◆ **The exercise**
The records below are to be quoted in full; please keep every word exact.

◆ **Raw records**
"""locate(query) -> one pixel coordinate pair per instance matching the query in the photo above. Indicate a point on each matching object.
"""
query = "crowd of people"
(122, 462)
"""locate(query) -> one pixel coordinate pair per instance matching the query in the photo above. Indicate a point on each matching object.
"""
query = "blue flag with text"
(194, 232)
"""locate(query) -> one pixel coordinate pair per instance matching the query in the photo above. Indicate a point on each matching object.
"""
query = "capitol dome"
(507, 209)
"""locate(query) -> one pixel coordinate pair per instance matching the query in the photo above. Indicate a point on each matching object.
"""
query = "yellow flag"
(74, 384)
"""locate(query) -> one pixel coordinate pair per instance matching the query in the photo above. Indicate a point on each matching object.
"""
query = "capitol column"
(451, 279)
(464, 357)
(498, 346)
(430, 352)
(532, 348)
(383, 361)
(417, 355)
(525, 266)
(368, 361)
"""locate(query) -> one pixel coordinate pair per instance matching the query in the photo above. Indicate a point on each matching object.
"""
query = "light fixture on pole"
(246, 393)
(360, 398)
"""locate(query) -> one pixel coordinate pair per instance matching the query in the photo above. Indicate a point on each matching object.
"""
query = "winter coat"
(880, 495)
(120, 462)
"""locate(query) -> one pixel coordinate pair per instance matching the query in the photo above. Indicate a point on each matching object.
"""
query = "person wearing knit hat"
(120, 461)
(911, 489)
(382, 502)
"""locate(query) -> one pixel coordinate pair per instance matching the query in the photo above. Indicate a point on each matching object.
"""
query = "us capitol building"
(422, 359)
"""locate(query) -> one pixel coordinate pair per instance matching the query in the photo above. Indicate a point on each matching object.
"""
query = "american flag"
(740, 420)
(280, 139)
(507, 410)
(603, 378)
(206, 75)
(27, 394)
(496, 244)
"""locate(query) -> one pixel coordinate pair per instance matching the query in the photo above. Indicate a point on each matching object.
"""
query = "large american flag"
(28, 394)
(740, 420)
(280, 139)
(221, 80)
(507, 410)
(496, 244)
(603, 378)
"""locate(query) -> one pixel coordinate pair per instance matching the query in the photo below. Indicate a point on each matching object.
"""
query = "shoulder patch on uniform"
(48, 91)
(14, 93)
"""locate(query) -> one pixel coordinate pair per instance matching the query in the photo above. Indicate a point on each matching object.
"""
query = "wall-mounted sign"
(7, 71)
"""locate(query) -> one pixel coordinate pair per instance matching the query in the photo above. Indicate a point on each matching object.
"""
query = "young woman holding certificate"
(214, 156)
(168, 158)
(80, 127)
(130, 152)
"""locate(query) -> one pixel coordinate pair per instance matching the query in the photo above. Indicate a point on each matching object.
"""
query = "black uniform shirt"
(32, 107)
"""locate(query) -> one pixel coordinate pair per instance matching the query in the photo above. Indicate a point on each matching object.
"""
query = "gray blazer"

◆ **Solution**
"""locate(query) -> one pixel coordinate pair per instance matching the query in the photo above. Indicate a point on each matching object.
"""
query = "crowd of people"
(122, 462)
"""locate(query) -> one pixel coordinate pair per instance matching the query in the photo above. Indicate a point on each matching object.
"""
query = "blue flag with text"
(194, 232)
"""locate(query) -> one pixel coordinate pair per instance matching the query in the photo above. Indicate a point on each matching object.
"""
query = "capitol dome"
(507, 209)
"""locate(query) -> one pixel coordinate pair per instance matching the query in the photo above. Indicate a point on each matching object.
"""
query = "yellow flag"
(74, 384)
"""locate(query) -> one pixel coordinate pair per instance matching the query in the photo above. Indicate a point on each matching object.
"""
query = "capitol column"
(451, 279)
(464, 357)
(498, 346)
(430, 352)
(532, 348)
(383, 361)
(417, 355)
(525, 266)
(368, 361)
"""locate(query) -> one pixel coordinate pair per instance matching the query in the photo above. Indicate a point on each matching object.
"""
query = "light fixture on pole"
(246, 393)
(360, 398)
"""locate(query) -> one pixel coordinate pair per instance matching the query in the photo above. Indicate a point on each matching object.
"""
query = "winter coat"
(880, 495)
(120, 462)
"""locate(query) -> one pixel coordinate pair per instance matching the query in the photo above. Indicate a point on each matching object.
"""
query = "person wearing knit hat"
(120, 461)
(911, 489)
(382, 502)
"""locate(query) -> one pixel coordinate pair per instance matching the query in the photo above. Indicate a point on each matching object.
"""
query = "us capitol building"
(422, 359)
"""locate(query) -> one pixel coordinate pair per instance matching the query in the photo above. Indicate a point on each matching object.
"""
query = "american flag"
(740, 420)
(280, 139)
(507, 410)
(603, 378)
(206, 75)
(27, 394)
(496, 244)
"""locate(query) -> one pixel coordinate pair per instance matching the query in the photo above. Indicate a point on each matching object.
"""
query = "large american flag"
(28, 394)
(740, 420)
(280, 139)
(221, 80)
(507, 410)
(496, 244)
(603, 378)
"""locate(query) -> one pixel coordinate pair per instance matching the query in the photo below. Indicate a point on each matching object.
"""
query = "shoulder patch on uniform"
(48, 91)
(14, 93)
"""locate(query) -> one pixel coordinate pair per instance matching the query in the photo above. Indicate a point on each matching object.
"""
query = "wall-mounted sign"
(7, 71)
"""locate(query) -> one pixel coordinate pair per instance matching the query in the photo above. Indicate a point on each matching object.
"""
query = "young woman holding certificate"
(214, 156)
(168, 158)
(80, 127)
(130, 152)
"""locate(query) -> one pixel coordinate pair per instance matching the query in the photo above. Indicate a point on each matching object.
"""
query = "black uniform shirt"
(32, 107)
"""locate(query) -> one pixel coordinate pair per instance matching the query in the photo above. Indicate a point on each matching object.
"""
query = "gray blazer"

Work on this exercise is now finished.